[start DOCUMENT SECTION]
Friday, August 10, 2007

Personal Aside: President Bush’s Calm in Crisis Steadies Me…The Soft Launch of an Internet Newspaper is Just What We Wanted.

Calmness in Crisis.

There are several reasons why I think President George W. Bush is a president for the ages. First, given what he knew at the time, he made a decisive action against Iraq. The fact that the WMD were there or not is, in a strange sense, immaterial. The result was that in the Islamic mind, as the Middle East scholar Bernard Lewis has noted, the forces of terrorism were stunned by the effective reaction of the United States. As Lewis has pointed out, none will know whether the action prevented another terrorist attack on the United States—but the odds are very much that it has. There is no doubt that, as with almost all wars, mismanagement and blunders occurred and there was no exception in Iraq. But the initial reaction by the president was effective and probably saved many lives in this country.

I am not one to say that a great dividend was achieved by the deposition of Saddam Hussein. I don’t think that the goal of American military policy should be to remove brutal dictators but it should be to protect the peace and liberty of the United States. I think the Iraq War can be justified by that alone regardless of whether Saddam Hussein was removed from power or not.

The second point that edifies me is Bush’s calm and self-confidence in all this. At this point I am re-reading William Bennett’s masterwork two-volume history of the United States. I am struck at how discordant Abraham Lincoln was during his crisis in the Civil War. It seems to me he almost literally went to pieces as he struggled with incompetent generals, a recalcitrant Congress and a foppish fool press typified by Horace Greeley. All of this anguish and Lincoln went down as one of the great—in some people’s minds (not mine) the greatest president (I save that designation for the man who won the Revolutionary war and set all the vital precedents in the presidency, George Washington).

Bush’s control and demeanor at a time of unprecedented attacks on him is, to me who have seen many presidents under assault, edifying. One would expect this president to be beleaguered, panicky, looking for exit strategies. He is not. His unshakable point is that if Gen. David Petraeus comes out and asks fzor more troops and more time, Bush will grant him the troops and the time. If Petraeus says he can make it with fewer trips, Bush will accommodate him. Far from being careworn under crisis, Bush seems energized. His confidence in himself is one of the great marks of this presidency and a model for future presidents.

Why in an age of relativism is Bush so unshakable? Because he is convinced that the course of history will bear him out—that the wave of the future is democracy. And there is a second reason. It is his firm belief that the goal of Almighty God is to confer freedom and that he is on the right track following what he sincerely believes to be God’s will. Liberals will deride and say that he is a zealot. No more zealot than Lincoln who sometime in 1862 came to the conclusion that there was an even greater goal than to save the Union—and that was to free the slaves. Indeed, as he wrote Greeley who had at one time despaired and said that the South should be let to go on its way to separation…as he wrote Greeley…Lincoln had in his bottom drawer a draft of the Emancipation Proclamation.
[end DOCUMENT SECTION]
[start RECORDED DATA]
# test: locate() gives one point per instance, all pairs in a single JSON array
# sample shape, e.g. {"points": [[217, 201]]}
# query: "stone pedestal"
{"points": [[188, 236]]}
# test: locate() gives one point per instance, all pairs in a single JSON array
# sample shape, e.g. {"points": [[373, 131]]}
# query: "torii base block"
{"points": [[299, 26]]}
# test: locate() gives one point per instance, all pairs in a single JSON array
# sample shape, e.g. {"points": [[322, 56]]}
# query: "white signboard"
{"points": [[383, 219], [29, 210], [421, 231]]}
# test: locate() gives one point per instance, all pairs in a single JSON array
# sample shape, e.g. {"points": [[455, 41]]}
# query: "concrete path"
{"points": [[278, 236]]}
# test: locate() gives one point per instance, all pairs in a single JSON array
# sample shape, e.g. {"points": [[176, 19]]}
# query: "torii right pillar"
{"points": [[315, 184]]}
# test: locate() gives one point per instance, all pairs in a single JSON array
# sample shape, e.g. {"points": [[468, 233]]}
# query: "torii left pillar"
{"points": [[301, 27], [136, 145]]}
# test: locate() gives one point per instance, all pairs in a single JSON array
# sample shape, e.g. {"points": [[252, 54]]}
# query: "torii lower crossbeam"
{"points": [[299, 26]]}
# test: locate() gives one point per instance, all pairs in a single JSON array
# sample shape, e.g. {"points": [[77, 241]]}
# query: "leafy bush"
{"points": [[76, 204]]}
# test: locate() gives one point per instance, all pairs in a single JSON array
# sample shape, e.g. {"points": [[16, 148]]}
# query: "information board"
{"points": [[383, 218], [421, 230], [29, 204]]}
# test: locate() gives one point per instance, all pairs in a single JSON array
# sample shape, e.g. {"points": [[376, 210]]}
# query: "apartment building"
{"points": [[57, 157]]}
[end RECORDED DATA]
## WHAT THE TASK ASKS
In the post about President Bush's calm in crisis, whose two-volume history of the United States is the writer re-reading?

## CORRECT RESPONSE
William Bennett's.